** Opening GIVEN ENTRIES block **
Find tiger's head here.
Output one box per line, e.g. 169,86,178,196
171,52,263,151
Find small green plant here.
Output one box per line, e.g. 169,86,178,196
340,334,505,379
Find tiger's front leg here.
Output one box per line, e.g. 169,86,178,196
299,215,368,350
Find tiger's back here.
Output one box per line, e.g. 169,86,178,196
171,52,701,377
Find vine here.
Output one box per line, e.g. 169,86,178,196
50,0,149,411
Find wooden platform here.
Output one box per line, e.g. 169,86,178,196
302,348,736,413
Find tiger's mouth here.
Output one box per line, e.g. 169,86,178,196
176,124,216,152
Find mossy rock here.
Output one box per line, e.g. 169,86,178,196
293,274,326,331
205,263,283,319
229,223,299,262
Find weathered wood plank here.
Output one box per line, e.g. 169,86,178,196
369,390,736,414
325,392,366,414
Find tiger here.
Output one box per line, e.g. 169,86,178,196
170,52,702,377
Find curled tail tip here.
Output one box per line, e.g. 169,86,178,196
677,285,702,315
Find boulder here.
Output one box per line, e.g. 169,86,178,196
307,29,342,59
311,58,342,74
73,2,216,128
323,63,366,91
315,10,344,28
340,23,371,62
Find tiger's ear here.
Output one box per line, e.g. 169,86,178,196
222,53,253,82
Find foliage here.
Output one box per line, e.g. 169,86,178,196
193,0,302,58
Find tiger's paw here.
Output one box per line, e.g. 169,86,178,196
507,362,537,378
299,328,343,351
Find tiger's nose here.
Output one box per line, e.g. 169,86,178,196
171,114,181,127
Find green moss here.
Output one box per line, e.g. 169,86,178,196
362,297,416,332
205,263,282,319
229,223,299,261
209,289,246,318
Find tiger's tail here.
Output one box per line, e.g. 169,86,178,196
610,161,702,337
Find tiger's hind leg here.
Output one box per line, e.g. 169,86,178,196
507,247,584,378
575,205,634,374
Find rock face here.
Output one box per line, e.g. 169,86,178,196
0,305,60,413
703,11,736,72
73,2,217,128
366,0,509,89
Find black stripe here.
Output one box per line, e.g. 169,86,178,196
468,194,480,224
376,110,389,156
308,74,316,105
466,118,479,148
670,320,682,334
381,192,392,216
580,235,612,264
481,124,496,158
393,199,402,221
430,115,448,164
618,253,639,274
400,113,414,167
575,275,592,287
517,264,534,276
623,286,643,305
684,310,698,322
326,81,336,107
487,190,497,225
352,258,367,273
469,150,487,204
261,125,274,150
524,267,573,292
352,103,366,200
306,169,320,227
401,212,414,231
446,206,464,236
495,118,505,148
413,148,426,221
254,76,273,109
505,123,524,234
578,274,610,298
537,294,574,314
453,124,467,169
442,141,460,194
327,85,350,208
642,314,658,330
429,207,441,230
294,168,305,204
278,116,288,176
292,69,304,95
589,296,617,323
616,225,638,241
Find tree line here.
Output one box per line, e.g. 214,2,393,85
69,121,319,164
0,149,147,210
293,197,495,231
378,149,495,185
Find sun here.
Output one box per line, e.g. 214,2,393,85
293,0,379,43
** Closing GIVEN ENTRIES block **
- [WHAT YOU SHOULD DO]
What is needed is an exact copy of the entries above, from the first line through the line holding "Find boulder here.", with both of those lines kept; please give nothing else.

- [EXERCISE RESPONSE]
Find tiger's head here.
Output one box per line, e.g. 169,86,178,196
171,52,263,151
Find small green plant here.
Output one box per line, e.g. 169,86,178,196
340,334,505,379
Find tiger's front leg here.
Output one box per line, e.g. 169,86,178,196
299,215,368,350
Find tiger's back here.
Output one box per line, e.g. 169,86,178,196
171,52,701,377
Find vine here.
Output one box per line, e.g. 169,86,178,196
50,0,149,411
Find wooden platform here.
Output one box per line, e.g. 169,86,178,196
302,348,736,413
Find tiger's mouth here.
Output one box per line, e.g. 169,86,178,196
176,124,216,152
Find mossy rock here.
Output one box per line, e.g. 169,86,178,196
293,274,326,331
205,263,283,319
229,223,299,262
Find weathered wood plank here.
Output one box per line, e.g. 169,86,178,196
369,390,736,414
325,392,366,414
Find tiger here.
Output one box per line, e.g. 169,86,178,196
170,52,702,377
Find curled tail tip here.
Output one box per line, e.g. 169,86,178,196
677,285,702,315
Find boulder here.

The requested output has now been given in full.